■ What to do ■
Extract every line in the listing below that contains the string "pilgrims", matching case.

Pointing listing for named objects

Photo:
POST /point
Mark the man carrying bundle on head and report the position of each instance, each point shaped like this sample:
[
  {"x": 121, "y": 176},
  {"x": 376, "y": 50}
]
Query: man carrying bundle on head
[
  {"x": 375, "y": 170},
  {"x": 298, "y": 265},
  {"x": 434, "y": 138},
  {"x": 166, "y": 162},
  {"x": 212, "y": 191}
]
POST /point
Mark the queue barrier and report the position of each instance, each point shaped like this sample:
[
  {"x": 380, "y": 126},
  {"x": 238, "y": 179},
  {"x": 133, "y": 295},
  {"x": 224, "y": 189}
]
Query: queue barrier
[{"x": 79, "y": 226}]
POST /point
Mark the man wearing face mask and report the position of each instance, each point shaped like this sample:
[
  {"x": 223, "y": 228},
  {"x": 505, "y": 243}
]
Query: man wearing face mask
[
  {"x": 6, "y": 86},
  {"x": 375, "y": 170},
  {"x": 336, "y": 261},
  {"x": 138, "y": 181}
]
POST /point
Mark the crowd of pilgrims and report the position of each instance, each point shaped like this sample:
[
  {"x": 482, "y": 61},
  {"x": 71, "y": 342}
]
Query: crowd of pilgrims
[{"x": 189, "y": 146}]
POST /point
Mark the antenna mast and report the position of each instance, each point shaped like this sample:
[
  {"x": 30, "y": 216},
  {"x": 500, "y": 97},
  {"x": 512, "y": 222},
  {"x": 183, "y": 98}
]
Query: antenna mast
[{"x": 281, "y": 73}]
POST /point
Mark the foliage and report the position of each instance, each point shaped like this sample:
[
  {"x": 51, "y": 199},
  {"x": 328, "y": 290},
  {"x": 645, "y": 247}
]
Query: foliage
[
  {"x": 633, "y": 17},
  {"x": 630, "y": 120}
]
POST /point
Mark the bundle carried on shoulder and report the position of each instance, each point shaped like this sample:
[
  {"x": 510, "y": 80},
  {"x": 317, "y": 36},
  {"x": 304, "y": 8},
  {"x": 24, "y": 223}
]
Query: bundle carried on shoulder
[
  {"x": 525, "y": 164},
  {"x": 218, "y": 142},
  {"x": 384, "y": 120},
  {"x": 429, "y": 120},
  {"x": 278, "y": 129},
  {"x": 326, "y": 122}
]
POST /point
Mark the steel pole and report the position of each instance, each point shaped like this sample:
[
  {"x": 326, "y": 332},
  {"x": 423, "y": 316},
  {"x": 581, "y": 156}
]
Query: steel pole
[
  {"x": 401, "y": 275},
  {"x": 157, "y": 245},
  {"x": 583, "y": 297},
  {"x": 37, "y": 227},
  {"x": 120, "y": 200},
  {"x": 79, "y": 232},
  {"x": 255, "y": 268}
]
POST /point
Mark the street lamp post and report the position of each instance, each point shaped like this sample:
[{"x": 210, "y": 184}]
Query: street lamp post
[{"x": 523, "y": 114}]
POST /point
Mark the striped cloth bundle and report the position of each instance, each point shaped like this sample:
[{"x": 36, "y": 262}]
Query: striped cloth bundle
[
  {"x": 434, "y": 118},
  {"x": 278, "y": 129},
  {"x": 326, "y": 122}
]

...

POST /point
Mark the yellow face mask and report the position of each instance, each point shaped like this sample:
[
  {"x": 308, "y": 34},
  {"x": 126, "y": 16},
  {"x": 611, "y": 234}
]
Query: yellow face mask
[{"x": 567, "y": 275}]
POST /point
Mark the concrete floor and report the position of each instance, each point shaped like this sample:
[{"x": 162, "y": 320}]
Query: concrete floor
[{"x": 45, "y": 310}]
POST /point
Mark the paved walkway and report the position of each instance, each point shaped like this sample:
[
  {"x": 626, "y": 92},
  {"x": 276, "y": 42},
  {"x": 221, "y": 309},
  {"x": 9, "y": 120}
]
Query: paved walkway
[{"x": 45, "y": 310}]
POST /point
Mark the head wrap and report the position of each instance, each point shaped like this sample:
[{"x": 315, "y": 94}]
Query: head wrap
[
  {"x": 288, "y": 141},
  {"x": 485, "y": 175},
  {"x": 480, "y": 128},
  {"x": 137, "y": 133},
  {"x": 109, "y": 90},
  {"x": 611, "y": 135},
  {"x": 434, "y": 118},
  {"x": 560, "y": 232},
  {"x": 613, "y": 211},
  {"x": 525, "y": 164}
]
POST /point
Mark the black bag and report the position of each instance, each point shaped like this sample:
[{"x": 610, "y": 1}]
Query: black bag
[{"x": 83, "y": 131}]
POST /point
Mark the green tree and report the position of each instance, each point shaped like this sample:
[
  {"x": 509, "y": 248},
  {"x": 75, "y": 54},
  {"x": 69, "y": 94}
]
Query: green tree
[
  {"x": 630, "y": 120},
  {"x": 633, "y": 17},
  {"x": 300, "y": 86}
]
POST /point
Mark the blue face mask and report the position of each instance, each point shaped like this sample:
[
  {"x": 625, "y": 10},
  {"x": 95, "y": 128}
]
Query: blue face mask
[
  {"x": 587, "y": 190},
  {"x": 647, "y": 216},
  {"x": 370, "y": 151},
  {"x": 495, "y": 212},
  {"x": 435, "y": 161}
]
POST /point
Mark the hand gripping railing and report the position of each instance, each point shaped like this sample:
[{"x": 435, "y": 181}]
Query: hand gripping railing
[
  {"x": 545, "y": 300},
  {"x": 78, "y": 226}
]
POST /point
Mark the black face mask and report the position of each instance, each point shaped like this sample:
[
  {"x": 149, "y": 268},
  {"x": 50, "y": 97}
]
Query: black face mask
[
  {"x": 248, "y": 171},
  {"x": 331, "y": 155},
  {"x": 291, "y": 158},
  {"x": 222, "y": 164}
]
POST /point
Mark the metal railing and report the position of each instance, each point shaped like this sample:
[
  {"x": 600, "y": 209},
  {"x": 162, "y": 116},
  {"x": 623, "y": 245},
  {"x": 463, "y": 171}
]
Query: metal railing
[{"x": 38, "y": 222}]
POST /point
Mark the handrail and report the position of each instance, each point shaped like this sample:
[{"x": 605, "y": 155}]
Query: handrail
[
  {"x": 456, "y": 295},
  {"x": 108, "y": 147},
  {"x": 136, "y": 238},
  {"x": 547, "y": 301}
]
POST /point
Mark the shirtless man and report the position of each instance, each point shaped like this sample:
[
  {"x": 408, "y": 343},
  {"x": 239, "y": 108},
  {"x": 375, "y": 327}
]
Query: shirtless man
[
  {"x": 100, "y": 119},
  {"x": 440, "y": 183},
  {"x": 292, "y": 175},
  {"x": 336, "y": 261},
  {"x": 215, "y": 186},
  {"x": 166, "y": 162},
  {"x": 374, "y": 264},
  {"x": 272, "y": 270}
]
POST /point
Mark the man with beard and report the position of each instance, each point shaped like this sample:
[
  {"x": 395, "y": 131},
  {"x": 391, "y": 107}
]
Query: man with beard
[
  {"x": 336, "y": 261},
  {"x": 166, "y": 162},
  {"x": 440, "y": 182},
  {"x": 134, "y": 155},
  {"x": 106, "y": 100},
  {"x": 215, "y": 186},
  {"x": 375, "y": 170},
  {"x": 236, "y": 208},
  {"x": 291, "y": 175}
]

■ Output below ■
Mark the crowd of pilgrims and report the position of each instance, each point shaped like this sample:
Query: crowd of pilgrims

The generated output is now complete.